| PAGE EXTRACT |
——
Focusing on meteorological modeling, the department has developed statistical methods for forecasting surface winds, both temporally and spatially (e.g. analogue, spatial distribution, spectral and vector interpolation-based) with a special focus on urban and complex terrain areas.
3D-dynamic mesoscale models such as WRF (and its extension WRF-Chem) and MM5, have been adapted and improved to provide more accurate estimates suitable for T&D, air quality, aviation, hydrological, agricultural and renewable energy applications.
Both statistical and dynamic models can use observations through advanced data assimilation techniques (e.g., the ensemble Kalman filter).
Forecasts of uncertainty as well as probabilistic predictions are made using ensemble techniques. Statistical downscaling methods have been developed, with an emphasis on wind and precipitation, including seasonal precipitation forecasts.
——
| DATASET EXTRACT |
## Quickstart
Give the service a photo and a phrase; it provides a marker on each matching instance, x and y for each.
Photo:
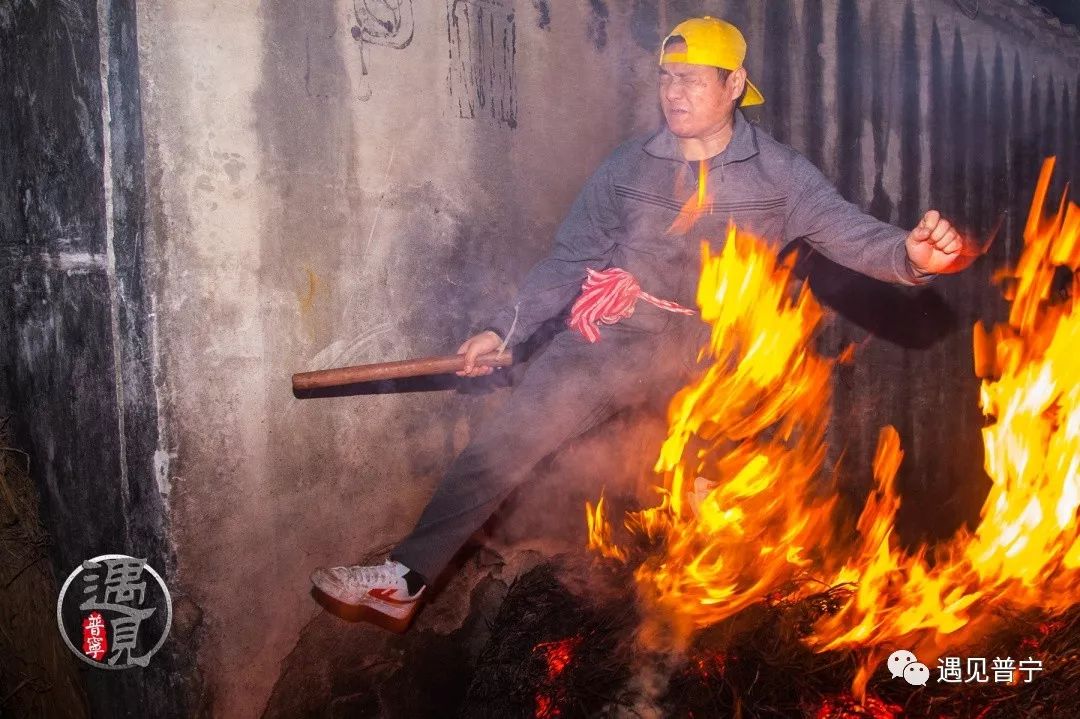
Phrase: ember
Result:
(557, 654)
(846, 706)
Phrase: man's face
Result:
(694, 100)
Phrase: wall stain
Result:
(307, 297)
(596, 29)
(483, 40)
(543, 14)
(383, 23)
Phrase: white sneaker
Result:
(381, 587)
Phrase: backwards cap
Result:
(716, 43)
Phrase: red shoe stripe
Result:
(386, 595)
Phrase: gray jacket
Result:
(621, 218)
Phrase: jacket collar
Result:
(742, 146)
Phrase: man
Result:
(628, 220)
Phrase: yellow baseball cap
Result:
(716, 43)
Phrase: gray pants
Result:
(566, 391)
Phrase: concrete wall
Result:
(336, 182)
(77, 364)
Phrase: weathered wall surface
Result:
(78, 355)
(335, 184)
(339, 182)
(343, 181)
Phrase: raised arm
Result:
(842, 232)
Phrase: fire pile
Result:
(745, 524)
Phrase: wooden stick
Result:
(441, 365)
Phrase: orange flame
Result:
(740, 516)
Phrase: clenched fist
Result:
(475, 346)
(934, 246)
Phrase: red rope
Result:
(608, 297)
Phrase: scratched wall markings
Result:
(482, 37)
(383, 23)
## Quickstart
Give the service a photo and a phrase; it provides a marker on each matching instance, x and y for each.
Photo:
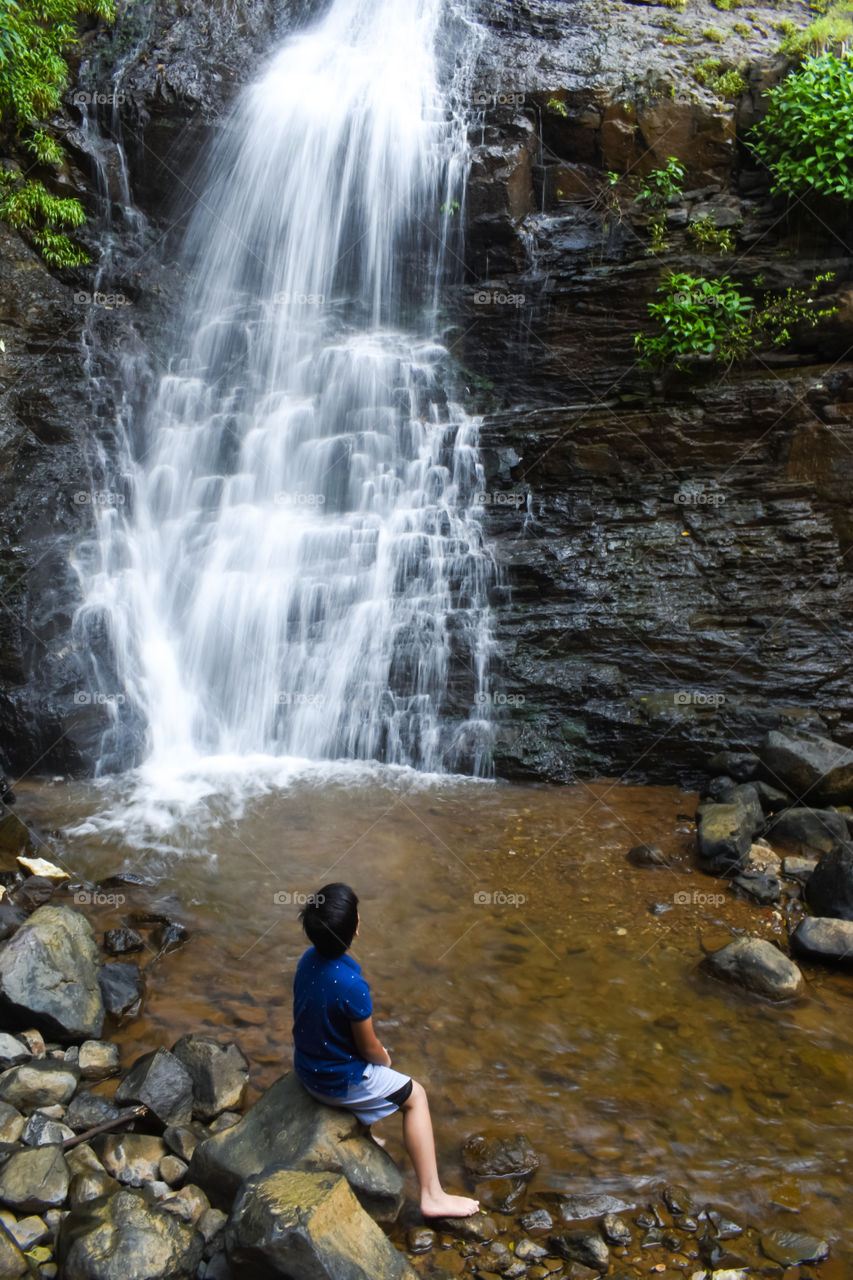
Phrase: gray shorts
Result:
(377, 1095)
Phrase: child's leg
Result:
(420, 1144)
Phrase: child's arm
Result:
(368, 1045)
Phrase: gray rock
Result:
(122, 990)
(162, 1083)
(97, 1060)
(584, 1247)
(829, 890)
(306, 1226)
(37, 1084)
(49, 973)
(819, 830)
(132, 1159)
(35, 1180)
(813, 768)
(757, 965)
(288, 1128)
(127, 1237)
(219, 1074)
(824, 938)
(492, 1156)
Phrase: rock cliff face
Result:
(674, 557)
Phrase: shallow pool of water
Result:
(516, 969)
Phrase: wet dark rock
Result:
(584, 1247)
(100, 1237)
(758, 967)
(647, 855)
(121, 942)
(162, 1083)
(286, 1127)
(122, 990)
(790, 1248)
(306, 1226)
(815, 769)
(822, 938)
(758, 886)
(829, 890)
(488, 1156)
(219, 1074)
(819, 830)
(49, 974)
(35, 1180)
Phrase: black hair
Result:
(331, 918)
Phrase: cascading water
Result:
(300, 570)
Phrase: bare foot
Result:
(448, 1206)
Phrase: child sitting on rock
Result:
(338, 1057)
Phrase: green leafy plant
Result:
(711, 238)
(806, 140)
(35, 36)
(714, 320)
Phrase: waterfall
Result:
——
| THE TASK |
Quote the passage on weather modeling in full, word for word. Work only from the passage on weather modeling, not from the items.

| OUTPUT FOR THIS EXERCISE |
Focusing on meteorological modeling, the department has developed statistical methods for forecasting surface winds, both temporally and spatially (e.g. analogue, spatial distribution, spectral and vector interpolation-based) with a special focus on urban and complex terrain areas.
3D-dynamic mesoscale models such as WRF (and its extension WRF-Chem) and MM5, have been adapted and improved to provide more accurate estimates suitable for T&D, air quality, aviation, hydrological, agricultural and renewable energy applications.
Both statistical and dynamic models can use observations through advanced data assimilation techniques (e.g., the ensemble Kalman filter).
Forecasts of uncertainty as well as probabilistic predictions are made using ensemble techniques. Statistical downscaling methods have been developed, with an emphasis on wind and precipitation, including seasonal precipitation forecasts.